Supplied material:
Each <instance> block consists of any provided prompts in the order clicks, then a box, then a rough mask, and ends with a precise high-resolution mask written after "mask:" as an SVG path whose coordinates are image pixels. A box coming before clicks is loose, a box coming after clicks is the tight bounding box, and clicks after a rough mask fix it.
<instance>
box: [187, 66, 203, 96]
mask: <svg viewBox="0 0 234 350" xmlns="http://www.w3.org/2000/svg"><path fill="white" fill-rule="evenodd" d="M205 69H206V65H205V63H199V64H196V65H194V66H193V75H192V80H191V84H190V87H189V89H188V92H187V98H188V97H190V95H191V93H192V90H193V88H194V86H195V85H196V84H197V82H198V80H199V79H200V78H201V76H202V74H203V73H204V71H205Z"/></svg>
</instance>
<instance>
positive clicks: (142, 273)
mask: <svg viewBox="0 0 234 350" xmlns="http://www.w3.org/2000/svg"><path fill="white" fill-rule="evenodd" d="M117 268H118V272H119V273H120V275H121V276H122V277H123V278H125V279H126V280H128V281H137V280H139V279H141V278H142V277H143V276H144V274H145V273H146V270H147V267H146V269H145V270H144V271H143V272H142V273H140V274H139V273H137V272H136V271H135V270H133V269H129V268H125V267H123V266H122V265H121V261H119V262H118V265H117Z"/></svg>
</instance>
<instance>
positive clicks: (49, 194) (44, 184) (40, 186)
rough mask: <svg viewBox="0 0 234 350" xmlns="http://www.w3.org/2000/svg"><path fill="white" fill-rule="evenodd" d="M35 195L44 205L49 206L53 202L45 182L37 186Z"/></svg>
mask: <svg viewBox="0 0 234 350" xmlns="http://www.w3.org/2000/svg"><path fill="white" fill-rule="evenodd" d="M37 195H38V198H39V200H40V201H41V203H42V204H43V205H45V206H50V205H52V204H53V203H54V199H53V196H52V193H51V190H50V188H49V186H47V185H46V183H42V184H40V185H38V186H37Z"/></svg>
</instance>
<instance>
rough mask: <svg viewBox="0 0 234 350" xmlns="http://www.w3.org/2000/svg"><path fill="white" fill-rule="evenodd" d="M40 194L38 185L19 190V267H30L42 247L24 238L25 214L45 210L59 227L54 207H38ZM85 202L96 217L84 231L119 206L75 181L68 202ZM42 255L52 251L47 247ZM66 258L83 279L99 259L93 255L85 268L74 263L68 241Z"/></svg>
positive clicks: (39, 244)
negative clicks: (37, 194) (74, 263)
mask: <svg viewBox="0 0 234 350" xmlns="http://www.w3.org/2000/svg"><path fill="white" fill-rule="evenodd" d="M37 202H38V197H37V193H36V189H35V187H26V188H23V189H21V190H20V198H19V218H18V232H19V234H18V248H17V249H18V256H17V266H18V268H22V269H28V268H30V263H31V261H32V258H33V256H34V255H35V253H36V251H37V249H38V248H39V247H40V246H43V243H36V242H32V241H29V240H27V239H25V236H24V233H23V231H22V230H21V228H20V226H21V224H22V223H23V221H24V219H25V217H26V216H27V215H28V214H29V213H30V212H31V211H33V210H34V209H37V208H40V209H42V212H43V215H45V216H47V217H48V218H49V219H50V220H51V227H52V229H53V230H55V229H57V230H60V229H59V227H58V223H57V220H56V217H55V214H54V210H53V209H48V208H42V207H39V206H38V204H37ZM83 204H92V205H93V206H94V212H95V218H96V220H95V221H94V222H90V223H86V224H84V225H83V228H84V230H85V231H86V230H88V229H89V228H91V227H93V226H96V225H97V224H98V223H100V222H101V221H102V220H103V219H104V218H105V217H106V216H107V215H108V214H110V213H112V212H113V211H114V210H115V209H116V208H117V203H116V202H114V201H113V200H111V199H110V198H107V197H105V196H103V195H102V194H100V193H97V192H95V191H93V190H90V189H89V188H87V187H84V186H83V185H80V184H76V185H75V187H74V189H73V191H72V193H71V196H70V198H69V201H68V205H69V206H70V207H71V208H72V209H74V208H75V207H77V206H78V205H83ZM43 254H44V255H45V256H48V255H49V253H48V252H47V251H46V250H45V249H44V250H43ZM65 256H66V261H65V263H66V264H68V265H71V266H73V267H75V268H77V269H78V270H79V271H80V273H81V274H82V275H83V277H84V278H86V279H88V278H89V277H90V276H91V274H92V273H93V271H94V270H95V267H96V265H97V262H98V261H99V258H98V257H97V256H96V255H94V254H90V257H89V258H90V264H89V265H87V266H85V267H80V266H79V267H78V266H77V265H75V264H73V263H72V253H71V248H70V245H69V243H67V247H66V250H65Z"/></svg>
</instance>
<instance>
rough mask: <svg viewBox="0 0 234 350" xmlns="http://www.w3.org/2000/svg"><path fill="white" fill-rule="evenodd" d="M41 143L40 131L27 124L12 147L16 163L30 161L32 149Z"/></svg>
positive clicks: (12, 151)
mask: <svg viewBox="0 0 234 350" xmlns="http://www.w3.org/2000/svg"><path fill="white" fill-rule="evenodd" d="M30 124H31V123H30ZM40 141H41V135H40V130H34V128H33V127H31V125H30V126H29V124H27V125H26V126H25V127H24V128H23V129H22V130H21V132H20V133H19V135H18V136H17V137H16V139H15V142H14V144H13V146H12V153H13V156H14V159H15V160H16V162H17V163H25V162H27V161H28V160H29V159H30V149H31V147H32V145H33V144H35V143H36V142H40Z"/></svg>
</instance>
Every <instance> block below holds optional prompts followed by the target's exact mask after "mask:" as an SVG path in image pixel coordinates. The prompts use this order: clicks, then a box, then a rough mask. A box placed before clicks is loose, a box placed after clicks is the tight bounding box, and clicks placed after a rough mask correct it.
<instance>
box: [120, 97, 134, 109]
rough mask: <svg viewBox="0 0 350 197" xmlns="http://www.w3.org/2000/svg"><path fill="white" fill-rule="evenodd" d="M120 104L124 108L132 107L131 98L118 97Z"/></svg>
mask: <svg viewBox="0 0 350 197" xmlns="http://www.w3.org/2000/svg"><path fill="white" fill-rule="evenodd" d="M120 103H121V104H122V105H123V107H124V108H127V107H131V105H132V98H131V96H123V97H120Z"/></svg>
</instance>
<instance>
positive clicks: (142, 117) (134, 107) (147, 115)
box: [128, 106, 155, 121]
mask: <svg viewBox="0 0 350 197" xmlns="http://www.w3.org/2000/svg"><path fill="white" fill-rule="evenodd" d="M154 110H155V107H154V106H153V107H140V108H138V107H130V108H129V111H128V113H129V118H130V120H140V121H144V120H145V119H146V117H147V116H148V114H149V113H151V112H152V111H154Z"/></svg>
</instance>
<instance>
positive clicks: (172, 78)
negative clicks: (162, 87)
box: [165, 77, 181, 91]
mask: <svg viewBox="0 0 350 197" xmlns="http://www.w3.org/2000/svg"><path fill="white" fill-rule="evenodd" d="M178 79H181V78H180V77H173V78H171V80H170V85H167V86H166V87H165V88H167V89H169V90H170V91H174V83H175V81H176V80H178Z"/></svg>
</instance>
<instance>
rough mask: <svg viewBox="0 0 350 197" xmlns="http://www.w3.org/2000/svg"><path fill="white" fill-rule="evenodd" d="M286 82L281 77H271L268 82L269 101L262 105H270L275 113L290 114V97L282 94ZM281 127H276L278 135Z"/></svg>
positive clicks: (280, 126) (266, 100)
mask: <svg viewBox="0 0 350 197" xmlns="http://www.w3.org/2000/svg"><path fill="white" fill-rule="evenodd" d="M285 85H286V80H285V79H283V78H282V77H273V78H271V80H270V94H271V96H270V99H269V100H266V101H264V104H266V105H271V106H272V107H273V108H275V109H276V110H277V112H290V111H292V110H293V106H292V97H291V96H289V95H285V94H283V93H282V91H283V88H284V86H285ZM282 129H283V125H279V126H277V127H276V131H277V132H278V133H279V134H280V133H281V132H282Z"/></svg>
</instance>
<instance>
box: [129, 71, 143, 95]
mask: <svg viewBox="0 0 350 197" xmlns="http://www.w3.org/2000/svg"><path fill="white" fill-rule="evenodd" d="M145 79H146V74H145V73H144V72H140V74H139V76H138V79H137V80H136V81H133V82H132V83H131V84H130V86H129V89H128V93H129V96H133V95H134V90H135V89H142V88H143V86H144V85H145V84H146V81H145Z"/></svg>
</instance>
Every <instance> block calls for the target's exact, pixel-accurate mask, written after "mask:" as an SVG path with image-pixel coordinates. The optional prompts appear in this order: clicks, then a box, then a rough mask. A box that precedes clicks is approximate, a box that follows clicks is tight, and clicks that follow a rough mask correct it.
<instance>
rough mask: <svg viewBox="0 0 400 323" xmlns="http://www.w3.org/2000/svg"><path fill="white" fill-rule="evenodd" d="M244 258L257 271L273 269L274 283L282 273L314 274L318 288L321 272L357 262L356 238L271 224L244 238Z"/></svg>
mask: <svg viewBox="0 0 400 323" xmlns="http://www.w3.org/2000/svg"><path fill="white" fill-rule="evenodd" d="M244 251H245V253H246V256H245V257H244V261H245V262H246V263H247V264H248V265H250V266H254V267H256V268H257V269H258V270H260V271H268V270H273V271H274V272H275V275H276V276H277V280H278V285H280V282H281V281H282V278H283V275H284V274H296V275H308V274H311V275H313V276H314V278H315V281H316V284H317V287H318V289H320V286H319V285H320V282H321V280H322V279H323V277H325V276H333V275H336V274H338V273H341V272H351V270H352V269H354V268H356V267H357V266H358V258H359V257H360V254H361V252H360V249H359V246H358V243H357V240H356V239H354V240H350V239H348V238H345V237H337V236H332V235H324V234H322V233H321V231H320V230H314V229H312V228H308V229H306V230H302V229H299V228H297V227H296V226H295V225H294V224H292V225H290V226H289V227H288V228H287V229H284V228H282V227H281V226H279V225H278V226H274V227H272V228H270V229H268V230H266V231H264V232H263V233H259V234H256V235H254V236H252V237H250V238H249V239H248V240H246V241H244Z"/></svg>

Required action: Give only the count of lines in the listing that contain the string "loose".

Solution to this task: 2